→ **TASK OBJECTIVE**: Copy the lines below verbatim, beginning with the line that includes "I would be grateful if you could mark the eyebrow" and continuing to the end; leave out everything before it.

(Records from a point labeling set)

· · ·

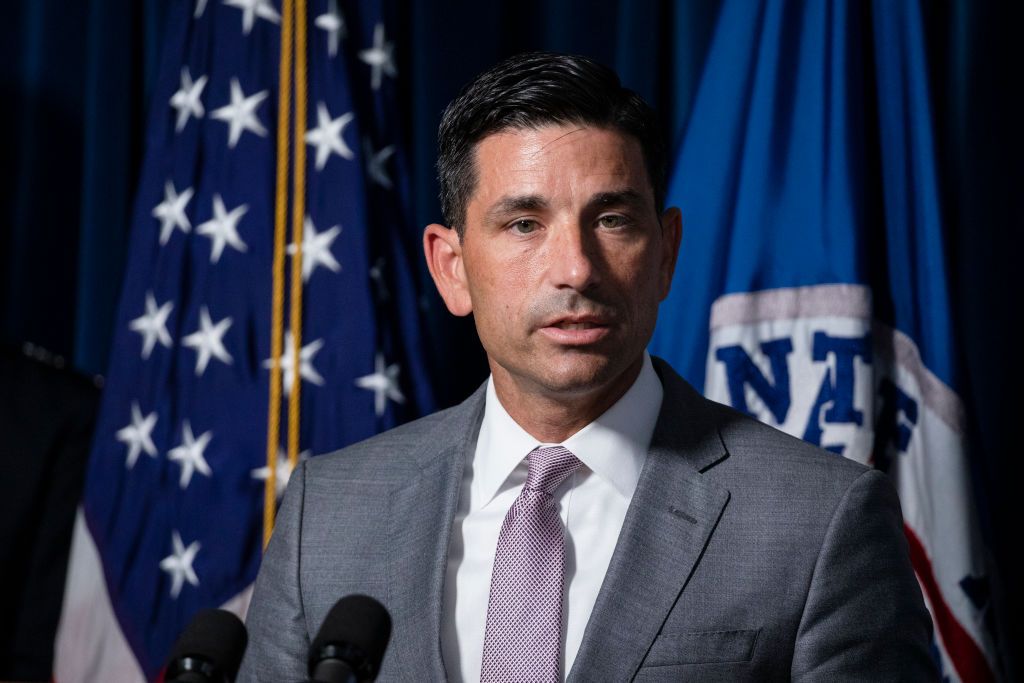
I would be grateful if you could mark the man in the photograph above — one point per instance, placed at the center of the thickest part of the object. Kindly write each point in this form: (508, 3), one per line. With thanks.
(585, 514)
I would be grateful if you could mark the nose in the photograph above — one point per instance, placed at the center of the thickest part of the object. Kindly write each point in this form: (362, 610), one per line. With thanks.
(572, 258)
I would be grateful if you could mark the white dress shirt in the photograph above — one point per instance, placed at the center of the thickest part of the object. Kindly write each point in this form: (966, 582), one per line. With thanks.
(592, 504)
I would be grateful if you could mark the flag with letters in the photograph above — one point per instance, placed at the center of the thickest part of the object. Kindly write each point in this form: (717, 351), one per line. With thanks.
(171, 519)
(811, 288)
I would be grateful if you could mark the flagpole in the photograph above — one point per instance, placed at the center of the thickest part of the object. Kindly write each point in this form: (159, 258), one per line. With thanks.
(278, 296)
(298, 217)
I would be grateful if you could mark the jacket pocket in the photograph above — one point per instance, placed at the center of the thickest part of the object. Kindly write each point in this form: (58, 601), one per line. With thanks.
(701, 647)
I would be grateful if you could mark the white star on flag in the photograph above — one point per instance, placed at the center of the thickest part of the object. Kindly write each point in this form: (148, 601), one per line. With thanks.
(334, 24)
(306, 370)
(186, 99)
(153, 325)
(208, 341)
(171, 212)
(253, 8)
(283, 472)
(380, 57)
(178, 563)
(384, 383)
(189, 454)
(223, 228)
(327, 135)
(375, 164)
(137, 435)
(241, 114)
(316, 249)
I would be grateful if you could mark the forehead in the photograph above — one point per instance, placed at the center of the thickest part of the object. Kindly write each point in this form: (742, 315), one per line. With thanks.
(558, 161)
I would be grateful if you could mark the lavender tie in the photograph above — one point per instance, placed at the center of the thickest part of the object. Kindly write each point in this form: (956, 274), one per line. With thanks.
(524, 611)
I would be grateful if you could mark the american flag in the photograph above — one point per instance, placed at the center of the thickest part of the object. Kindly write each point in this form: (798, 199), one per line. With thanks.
(171, 519)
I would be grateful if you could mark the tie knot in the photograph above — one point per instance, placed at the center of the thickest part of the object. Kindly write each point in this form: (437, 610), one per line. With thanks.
(549, 467)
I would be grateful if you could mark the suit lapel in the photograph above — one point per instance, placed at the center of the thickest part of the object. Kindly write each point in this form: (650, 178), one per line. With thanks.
(419, 528)
(670, 520)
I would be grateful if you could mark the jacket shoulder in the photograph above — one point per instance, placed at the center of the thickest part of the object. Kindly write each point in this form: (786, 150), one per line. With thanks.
(397, 454)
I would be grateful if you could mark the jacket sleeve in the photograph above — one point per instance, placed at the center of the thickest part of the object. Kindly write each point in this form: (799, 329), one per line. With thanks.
(864, 617)
(279, 639)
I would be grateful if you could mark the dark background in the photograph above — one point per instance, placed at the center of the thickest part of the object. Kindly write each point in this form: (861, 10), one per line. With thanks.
(75, 88)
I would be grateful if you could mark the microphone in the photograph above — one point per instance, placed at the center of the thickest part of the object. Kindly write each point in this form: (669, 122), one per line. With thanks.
(209, 650)
(350, 644)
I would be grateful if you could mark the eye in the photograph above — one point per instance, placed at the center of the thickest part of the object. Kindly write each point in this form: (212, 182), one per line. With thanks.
(523, 226)
(611, 220)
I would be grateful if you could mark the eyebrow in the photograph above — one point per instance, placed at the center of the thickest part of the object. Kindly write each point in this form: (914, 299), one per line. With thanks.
(508, 205)
(515, 204)
(630, 198)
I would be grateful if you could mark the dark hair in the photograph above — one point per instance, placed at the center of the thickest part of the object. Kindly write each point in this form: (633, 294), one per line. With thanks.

· · ·

→ **EXERCISE OUTPUT**:
I would be grateful if you could mark the eyebrow in the photograph above — one point per instance, placed at the center of the thickest part of the object. Kindly write each point in this form: (914, 299), one per line. With thanks.
(508, 205)
(515, 204)
(630, 198)
I would be grateful if you could mark the dark hair in the photograph above — one point per instance, placed at the center of the thickest part of the object. Kindly write each point in this form: (633, 294), one per line. With thanks.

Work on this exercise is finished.